>> BEGIN EXERCISE MATERIALS

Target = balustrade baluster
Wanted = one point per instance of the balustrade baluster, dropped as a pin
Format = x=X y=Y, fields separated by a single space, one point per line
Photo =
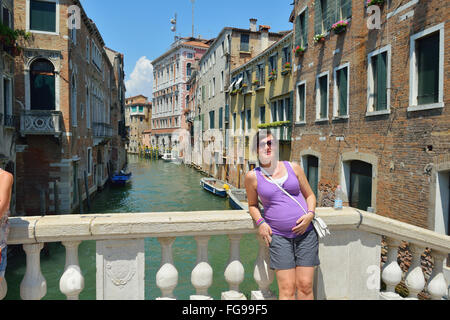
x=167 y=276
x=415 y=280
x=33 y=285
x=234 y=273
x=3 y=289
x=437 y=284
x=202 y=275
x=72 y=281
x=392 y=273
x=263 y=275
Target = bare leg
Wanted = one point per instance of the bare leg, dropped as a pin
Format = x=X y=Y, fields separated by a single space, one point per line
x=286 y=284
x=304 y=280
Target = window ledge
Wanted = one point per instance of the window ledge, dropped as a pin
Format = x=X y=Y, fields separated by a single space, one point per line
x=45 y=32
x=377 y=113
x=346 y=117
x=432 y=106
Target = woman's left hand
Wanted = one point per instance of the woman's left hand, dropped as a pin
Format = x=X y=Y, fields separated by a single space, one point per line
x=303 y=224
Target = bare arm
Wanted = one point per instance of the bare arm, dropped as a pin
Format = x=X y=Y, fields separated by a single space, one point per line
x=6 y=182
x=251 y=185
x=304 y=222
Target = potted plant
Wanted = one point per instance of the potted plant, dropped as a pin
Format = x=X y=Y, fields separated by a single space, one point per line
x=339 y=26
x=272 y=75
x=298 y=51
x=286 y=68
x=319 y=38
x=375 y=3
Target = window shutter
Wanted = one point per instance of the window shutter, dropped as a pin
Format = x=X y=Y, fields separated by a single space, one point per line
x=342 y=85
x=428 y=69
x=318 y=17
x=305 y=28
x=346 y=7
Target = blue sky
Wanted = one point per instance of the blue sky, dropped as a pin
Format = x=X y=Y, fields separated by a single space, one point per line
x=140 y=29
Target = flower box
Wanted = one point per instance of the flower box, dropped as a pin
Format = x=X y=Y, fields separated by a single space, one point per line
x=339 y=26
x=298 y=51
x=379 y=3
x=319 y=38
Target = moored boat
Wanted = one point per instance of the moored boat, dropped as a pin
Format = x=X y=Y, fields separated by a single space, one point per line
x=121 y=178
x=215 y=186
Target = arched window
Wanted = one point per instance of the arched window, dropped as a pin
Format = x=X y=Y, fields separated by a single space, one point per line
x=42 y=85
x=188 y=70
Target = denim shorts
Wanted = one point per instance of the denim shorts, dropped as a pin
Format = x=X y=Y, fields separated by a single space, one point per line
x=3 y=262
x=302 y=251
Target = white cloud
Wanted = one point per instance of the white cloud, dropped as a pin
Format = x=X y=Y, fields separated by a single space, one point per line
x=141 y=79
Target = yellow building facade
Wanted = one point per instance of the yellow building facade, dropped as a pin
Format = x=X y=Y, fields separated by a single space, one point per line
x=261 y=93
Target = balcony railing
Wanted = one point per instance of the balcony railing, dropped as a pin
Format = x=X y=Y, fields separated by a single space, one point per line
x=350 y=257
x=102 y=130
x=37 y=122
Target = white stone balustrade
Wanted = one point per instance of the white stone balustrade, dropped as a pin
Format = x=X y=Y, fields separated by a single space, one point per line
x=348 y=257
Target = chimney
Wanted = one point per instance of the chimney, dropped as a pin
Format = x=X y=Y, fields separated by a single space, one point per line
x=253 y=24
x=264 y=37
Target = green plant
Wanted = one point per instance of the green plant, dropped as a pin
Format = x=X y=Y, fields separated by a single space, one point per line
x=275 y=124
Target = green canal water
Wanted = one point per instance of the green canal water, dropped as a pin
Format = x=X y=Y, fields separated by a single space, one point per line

>> END EXERCISE MATERIALS

§ EXERCISE TASK:
Lay out the records above as a JSON list of strings, one string for each line and blank lines skipped, covering every record. Leave the pictures out of the list.

§ RESULT OF THE TASK:
[
  "Target = balustrade baluster",
  "Wanted = one point per instance of the balustrade baluster, dropped as a pin",
  "Format = x=X y=Y, fields separated by a single space, one point per line",
  "Photo =",
  "x=167 y=276",
  "x=415 y=280",
  "x=33 y=285",
  "x=234 y=273",
  "x=3 y=289",
  "x=437 y=284",
  "x=202 y=275",
  "x=72 y=281",
  "x=392 y=273",
  "x=263 y=275",
  "Target = bare leg",
  "Wanted = one point per instance of the bare leg, dropped as a pin",
  "Format = x=X y=Y, fields separated by a single space, one point per line",
  "x=286 y=284",
  "x=304 y=280",
  "Target = window ledge",
  "Wanted = one point per instance of the window ledge, dropped as a pin",
  "Format = x=X y=Y, fields separated by a single space, one point per line",
  "x=45 y=32",
  "x=377 y=113",
  "x=346 y=117",
  "x=432 y=106",
  "Target = woman's left hand",
  "Wanted = one point per instance of the woman's left hand, dropped as a pin",
  "Format = x=X y=Y, fields separated by a single space, one point per line",
  "x=303 y=224",
  "Target = bare arm",
  "Wanted = one point per instance of the bare arm, dropped as a pin",
  "Format = x=X y=Y, fields separated by a single space, one point per line",
  "x=6 y=182",
  "x=251 y=185",
  "x=304 y=222",
  "Target = potted plant",
  "Wanted = one point per instance of the potted plant, dropped as a pin",
  "Format = x=X y=Y, fields separated by a single space, one point per line",
  "x=339 y=26",
  "x=272 y=75",
  "x=298 y=51",
  "x=286 y=68",
  "x=319 y=38",
  "x=375 y=3",
  "Target = window shutter",
  "Wanted = one point per instance of the window shutter, dropped as a pin",
  "Format = x=X y=Y, fields separated by a single space, one point per line",
  "x=342 y=85",
  "x=428 y=69",
  "x=318 y=17",
  "x=305 y=28",
  "x=346 y=7",
  "Target = blue sky",
  "Wanted = one point per instance of the blue sky, dropped as a pin",
  "Format = x=X y=Y, fields separated by a single space, one point per line",
  "x=140 y=29",
  "Target = flower box",
  "Wanted = one point per instance of the flower box, dropped as a pin",
  "Format = x=X y=Y, fields separated by a single space, one point per line",
  "x=339 y=26",
  "x=298 y=51",
  "x=379 y=3",
  "x=319 y=38",
  "Target = moored boat",
  "Wanted = one point per instance of the moored boat, dropped as a pin",
  "Format = x=X y=Y, fields separated by a single space, one point per line",
  "x=121 y=178",
  "x=215 y=186",
  "Target = arched window",
  "Wanted = one point per instance of the arched window, dropped as a pin",
  "Format = x=X y=Y, fields separated by a single space, one point per line",
  "x=42 y=85",
  "x=188 y=70",
  "Target = denim shorts",
  "Wanted = one point per instance of the denim shorts, dropped as a pin",
  "Format = x=X y=Y, fields separated by a single space, one point per line",
  "x=3 y=262",
  "x=302 y=251",
  "Target = white cloud",
  "Wanted = one point per instance of the white cloud, dropped as a pin",
  "Format = x=X y=Y, fields separated by a single space, one point per line",
  "x=141 y=79",
  "Target = yellow building facade",
  "Wanted = one point per instance of the yellow building facade, dropped as a pin",
  "Format = x=X y=Y, fields separated by a single space, one point per line",
  "x=261 y=93",
  "Target = balcony railing",
  "Wanted = one point per instance of the balcony railing, dropped as a pin",
  "Format = x=X y=Y, fields separated by a single space, one point per line",
  "x=350 y=257",
  "x=102 y=130",
  "x=37 y=122",
  "Target = white stone balustrade",
  "Wanted = one point per instance of the white stone balustrade, dropped as a pin",
  "Format = x=X y=Y, fields separated by a single space, one point per line",
  "x=348 y=257",
  "Target = chimney",
  "Wanted = one point per instance of the chimney, dropped as a pin",
  "Format = x=X y=Y, fields separated by a single space, one point per line",
  "x=253 y=24",
  "x=264 y=37",
  "Target = green plant",
  "Wanted = one point per instance of the green plant, dropped as a pin",
  "Format = x=X y=Y, fields separated by a single space, one point per line",
  "x=275 y=124",
  "Target = green canal water",
  "Wanted = one point per instance of the green canal water, dropped as a pin",
  "Format = x=X y=Y, fields separated by a single space, one point per line"
]